- **The problem**
Please copy out each entry, word for word.

- **Data to use**

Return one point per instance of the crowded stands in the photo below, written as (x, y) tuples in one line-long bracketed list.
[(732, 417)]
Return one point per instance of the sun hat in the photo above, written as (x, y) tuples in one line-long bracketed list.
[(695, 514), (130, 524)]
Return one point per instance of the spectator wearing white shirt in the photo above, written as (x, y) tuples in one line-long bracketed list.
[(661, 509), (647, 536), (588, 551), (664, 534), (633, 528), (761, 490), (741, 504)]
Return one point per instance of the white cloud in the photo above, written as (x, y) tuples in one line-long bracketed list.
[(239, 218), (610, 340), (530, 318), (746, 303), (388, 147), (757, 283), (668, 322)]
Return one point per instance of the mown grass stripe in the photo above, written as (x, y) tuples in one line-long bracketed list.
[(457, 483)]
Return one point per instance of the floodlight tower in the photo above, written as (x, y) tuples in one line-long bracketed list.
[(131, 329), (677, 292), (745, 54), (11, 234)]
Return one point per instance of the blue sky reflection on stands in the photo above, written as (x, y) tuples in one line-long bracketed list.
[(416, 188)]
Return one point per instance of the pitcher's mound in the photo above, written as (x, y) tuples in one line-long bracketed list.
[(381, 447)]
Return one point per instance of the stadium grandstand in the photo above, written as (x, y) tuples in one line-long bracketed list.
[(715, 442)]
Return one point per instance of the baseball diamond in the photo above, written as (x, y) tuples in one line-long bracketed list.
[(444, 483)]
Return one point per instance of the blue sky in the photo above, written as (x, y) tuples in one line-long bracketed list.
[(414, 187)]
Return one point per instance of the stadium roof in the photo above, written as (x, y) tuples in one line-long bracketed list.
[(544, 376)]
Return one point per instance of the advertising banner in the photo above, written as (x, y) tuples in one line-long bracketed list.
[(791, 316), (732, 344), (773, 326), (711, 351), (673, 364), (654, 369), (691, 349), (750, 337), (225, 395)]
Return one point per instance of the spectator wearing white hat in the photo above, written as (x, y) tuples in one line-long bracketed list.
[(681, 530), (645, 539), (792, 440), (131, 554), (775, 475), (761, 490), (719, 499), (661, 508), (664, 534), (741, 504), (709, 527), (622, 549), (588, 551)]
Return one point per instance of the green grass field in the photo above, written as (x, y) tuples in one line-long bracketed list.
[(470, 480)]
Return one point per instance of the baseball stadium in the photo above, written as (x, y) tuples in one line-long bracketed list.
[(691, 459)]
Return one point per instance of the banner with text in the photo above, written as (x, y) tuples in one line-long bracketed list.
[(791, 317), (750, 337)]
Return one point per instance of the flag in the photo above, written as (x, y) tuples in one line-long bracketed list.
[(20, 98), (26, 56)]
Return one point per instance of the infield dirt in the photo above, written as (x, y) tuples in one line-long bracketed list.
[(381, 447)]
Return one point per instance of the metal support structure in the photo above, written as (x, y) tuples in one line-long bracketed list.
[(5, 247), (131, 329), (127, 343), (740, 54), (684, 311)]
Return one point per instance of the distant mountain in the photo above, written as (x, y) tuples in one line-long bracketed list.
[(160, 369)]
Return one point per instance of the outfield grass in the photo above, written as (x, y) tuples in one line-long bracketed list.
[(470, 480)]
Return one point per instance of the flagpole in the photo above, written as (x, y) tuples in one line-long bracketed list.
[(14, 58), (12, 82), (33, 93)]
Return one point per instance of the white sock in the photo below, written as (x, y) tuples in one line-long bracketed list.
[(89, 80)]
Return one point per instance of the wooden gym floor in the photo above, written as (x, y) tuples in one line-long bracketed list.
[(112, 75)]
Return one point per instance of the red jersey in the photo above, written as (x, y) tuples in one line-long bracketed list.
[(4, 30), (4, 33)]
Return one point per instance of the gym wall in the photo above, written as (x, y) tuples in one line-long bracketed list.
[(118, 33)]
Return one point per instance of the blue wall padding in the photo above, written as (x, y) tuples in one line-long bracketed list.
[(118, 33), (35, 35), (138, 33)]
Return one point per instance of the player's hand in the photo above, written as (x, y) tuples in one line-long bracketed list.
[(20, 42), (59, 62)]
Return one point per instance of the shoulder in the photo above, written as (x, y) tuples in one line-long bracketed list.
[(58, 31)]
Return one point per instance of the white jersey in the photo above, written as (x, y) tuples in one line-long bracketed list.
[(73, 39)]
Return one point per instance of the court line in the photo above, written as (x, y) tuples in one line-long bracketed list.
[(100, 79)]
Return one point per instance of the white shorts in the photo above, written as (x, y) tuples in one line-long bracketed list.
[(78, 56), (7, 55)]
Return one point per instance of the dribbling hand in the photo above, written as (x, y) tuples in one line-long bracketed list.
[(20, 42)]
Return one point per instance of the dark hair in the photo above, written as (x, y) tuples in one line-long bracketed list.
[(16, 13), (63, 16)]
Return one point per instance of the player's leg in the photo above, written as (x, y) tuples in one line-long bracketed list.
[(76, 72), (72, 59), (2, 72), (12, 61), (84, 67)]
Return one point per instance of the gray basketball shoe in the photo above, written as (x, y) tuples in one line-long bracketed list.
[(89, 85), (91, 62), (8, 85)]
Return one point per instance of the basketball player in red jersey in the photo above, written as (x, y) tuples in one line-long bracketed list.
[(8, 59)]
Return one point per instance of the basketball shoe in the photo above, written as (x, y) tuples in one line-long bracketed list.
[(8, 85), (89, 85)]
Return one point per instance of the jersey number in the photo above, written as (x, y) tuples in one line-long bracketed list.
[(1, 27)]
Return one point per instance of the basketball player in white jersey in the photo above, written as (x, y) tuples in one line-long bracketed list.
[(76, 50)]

- **Task result**
Return one point per instance of the crowded stands in the photo below, written as (x, y) tuples in one line-long bracketed list.
[(732, 417)]
Return one point per instance of the sun hat in the photo above, written as (x, y) tuples in one line-long bracketed list.
[(695, 514), (130, 524)]
Return one point per instance of the spectator wearing white shirt in the photo above, written as (x, y) tuples in one line-long bracketed list.
[(661, 509), (647, 536), (588, 551), (664, 534), (633, 528), (761, 490), (741, 504)]
Return one point per instance of the white cloud in the photo above, written as (x, y) tuples in one line-long bracketed list.
[(239, 218), (610, 340), (530, 318), (746, 303), (388, 147), (757, 283), (668, 322)]
Return one point per instance of the mown grass stripe in the photo above, written as (x, y) tuples in one line-long bracketed list.
[(457, 483)]
Return one point per instance of the floodlight tower in the photo above, written as (x, y) tuples in one line-long bracketed list.
[(131, 329), (677, 292), (745, 54), (11, 234)]
Return one point per instance of the blue sky reflection on stands in the photo above, written as (x, y) tuples in one line-long bracketed list.
[(416, 188)]
Return one point per instance of the pitcher's mound in the photo above, written as (x, y) tuples in one line-long bracketed list.
[(381, 447)]
Return one point per instance of the stadium grandstand in the photo above, written as (x, y) tuples in one line-long bracketed list.
[(715, 442)]
Return one point per instance of the baseball diamond in the photo above, written as (x, y) tuples in one line-long bracketed list.
[(444, 483)]
Return one point per instance of the blue sky in the photo above, written as (x, y) tuples in one line-long bracketed list.
[(414, 187)]
Return one point per instance of the stadium roof in the photo above, written as (x, y) tuples in one line-long bracketed list.
[(544, 376)]
Return one point per instance of the advertising banner in the photo above, written as (x, y) tuples in one line-long bracketed list.
[(791, 316), (732, 344), (773, 326), (711, 351), (673, 364), (654, 369), (691, 349), (750, 337), (225, 395)]
Return one point per instance of the spectator wearing white hat in the photo above, written as (x, y) tuples in one line-long bracketed list.
[(681, 530), (645, 539), (792, 440), (131, 554), (775, 475), (761, 490), (719, 499), (661, 508), (664, 534), (741, 504), (709, 527), (622, 549), (588, 551)]
Return one point per instance of the green grass field in the photo above, written as (x, y) tuples in one line-long bracketed list.
[(470, 480)]
Return one point per instance of the baseball stadium in the photo above, written as (x, y) tuples in one line-long bracketed list.
[(691, 459)]
Return one point per instance of the banner with text in the photo above, written as (x, y) tuples in one line-long bracketed list.
[(791, 317), (750, 337)]
Return one point per instance of the flag in the photo above, written as (x, y) tuples in one line-long bracketed list.
[(20, 98), (26, 56)]
Return one point per instance of the infield dirt in the photo above, written as (x, y) tuples in one line-long bracketed list.
[(381, 447)]
Return one point per instance of the metal support structure in the photo above, written as (x, y) tuples in one line-long bracketed list.
[(5, 247), (131, 329), (127, 343), (740, 54), (684, 311)]
Return one point per instance of the distant mountain in the photo above, written as (x, y) tuples in one line-long bracketed list.
[(160, 369)]
Return one point per instance of the outfield grass in the photo above, written as (x, y) tuples in one line-long bracketed list.
[(470, 480)]
Return one point per instance of the flagpole in the photo above, written as (x, y) tuples in one line-long bracketed list.
[(14, 58), (12, 82), (33, 93)]
Return one point per instance of the white sock in the photo below, written as (x, y) tuples in one line-long bracketed list.
[(89, 80)]
Return one point per instance of the wooden gym floor in the photo above, written as (x, y) tuples in one line-long bracketed list.
[(112, 75)]
Return one point per instance of the red jersey in the photo above, written as (x, y) tuples in one line-long bracketed list.
[(4, 30), (4, 33)]
Return one point per instance of the gym wall in the photo above, written as (x, y) tuples in one line-long bracketed list.
[(118, 33)]
Return one point per instance of the blue wall padding in the photo above, written as (x, y) tuples in one line-long bracketed list.
[(118, 33), (35, 35), (138, 33)]
Return one point per instance of the player's hand in the photo above, written as (x, y) tuples in one line-long bracketed list.
[(20, 42), (59, 62)]
Return one point per instance of the shoulder in the photo above, written as (x, y) tuples in one line-long bracketed list.
[(58, 31)]
Return one point per instance of the white jersey in the photo above, written as (x, y) tuples in one line-long bracketed list.
[(73, 39)]
Return one point per instance of the court line in the photo above, written as (x, y) tuples in one line-long bracketed list.
[(100, 79)]
Return one point per instance of the white shorts in the photo above, written as (x, y) tuples in one line-long bracketed list.
[(78, 56), (7, 55)]
Return one point per instance of the dribbling hand in the photo above, written as (x, y) tuples in one line-long bracketed list.
[(20, 42)]
Return one point per instance of the dark hair in the photo above, written as (x, y) tuples in one line-long bracketed list.
[(16, 13), (63, 16)]
Return one point per instance of the player's leg in the photo above, written as (x, y) tuples in one line-long bracketed list.
[(76, 72), (72, 59), (2, 72), (12, 61), (84, 67)]
Return one point per instance of the gray basketball shoe in the photo above, written as (x, y) tuples in one line-long bracketed list.
[(89, 85), (91, 62), (8, 85)]
Return one point per instance of the basketball player in red jersey in the photo above, written as (x, y) tuples in one line-long bracketed list.
[(8, 59)]
Return one point per instance of the basketball shoe in the photo above, written as (x, y) tuples in one line-long bracketed list.
[(8, 85), (89, 85)]
Return one point per instance of the jersey number in the photo above, written as (x, y) tuples in one line-long bracketed list.
[(1, 27)]
Return one point per instance of the basketball player in white jersey in the photo above, written as (x, y) tuples in one line-long bracketed list.
[(76, 50)]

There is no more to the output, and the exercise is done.